__Problems to work on__:
1. Reproduce part of the Stunted Gravity fact sheet word for word. Begin at the words "He began his" and stop after "on the platform.".
2. According to the Stunted Gravity fact sheet, where did Cube Creator 3D first launch?

__Passage to read__:
··········

Stunted Gravity — Demo available Q2 2026
Fact Sheet
| Developer | Matthew Heinzen, independent developer |
| Game | Stunted Gravity |
| Genre | Hovercraft stunt-driving / arcade action |
| Platforms | Windows, Linux |
| Distribution | Steam |
| Demo | Q2 2026 |
| Full Release | Summer 2026 (target) |
| Price | TBD (est. $8-10) |
| Website | stuntedgravity.com |
| Steam | store.steampowered.com/app/4103290 |
| Press Contact | press@stuntedgravity.com |
About the Developer
Matthew Heinzen is a solo developer based in Minneapolis, Minnesota. He holds a B.S. and M.S. in Computer Science from the University of Minnesota, with a focus on graphics and visualization.
He began his game development career at Big John Games, where he was concept creator and lead designer and developer for the futuristic vehicle combat titles Thorium Wars (DSiWare) and Thorium Wars: Attack of the Skyfighter (3DS Download). Big John's most successful title during that period was Cube Creator 3D, a Minecraft-style building game that launched on the 3DS eShop before Minecraft itself was available on the platform.

··········

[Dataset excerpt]
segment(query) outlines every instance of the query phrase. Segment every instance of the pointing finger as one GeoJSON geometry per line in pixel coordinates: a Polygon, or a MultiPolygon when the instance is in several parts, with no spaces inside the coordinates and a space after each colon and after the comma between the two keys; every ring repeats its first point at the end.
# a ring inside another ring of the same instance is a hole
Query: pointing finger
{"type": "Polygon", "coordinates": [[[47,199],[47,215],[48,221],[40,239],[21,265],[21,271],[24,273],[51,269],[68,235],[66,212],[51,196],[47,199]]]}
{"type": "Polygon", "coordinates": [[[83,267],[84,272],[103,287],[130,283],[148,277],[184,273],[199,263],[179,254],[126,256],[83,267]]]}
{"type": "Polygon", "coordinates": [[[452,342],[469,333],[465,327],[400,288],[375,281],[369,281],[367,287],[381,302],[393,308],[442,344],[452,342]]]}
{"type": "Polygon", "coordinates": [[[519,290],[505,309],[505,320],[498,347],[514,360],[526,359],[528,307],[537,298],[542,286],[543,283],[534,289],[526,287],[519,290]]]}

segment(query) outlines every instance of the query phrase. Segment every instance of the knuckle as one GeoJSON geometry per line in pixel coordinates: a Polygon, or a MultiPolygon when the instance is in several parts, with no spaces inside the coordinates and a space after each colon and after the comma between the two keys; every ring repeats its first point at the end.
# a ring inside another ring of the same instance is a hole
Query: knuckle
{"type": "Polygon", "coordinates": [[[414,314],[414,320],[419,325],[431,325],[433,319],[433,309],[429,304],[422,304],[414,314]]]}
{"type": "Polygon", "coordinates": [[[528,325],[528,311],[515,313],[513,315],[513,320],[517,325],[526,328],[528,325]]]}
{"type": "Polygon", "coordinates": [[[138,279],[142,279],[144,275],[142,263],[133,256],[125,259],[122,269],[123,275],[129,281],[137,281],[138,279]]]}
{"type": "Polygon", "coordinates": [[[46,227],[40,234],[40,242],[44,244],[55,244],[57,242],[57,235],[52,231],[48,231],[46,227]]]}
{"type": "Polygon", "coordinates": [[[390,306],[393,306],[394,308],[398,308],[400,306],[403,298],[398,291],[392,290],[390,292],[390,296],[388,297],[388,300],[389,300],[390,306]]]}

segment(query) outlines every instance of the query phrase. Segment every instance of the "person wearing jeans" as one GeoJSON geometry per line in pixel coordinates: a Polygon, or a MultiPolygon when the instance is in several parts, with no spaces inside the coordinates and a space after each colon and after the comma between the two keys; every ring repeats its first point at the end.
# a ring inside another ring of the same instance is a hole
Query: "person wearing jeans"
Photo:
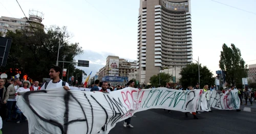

··········

__Task-by-task outputs__:
1.
He began his game development career at Big John Games, where he was concept creator and lead designer and developer for the futuristic vehicle combat titles Thorium Wars (DSiWare) and Thorium Wars: Attack of the Skyfighter (3DS Download). Big John's most successful title during that period was Cube Creator 3D, a Minecraft-style building game that launched on the 3DS eShop before Minecraft itself was available on the platform.

2. The 3DS eShop.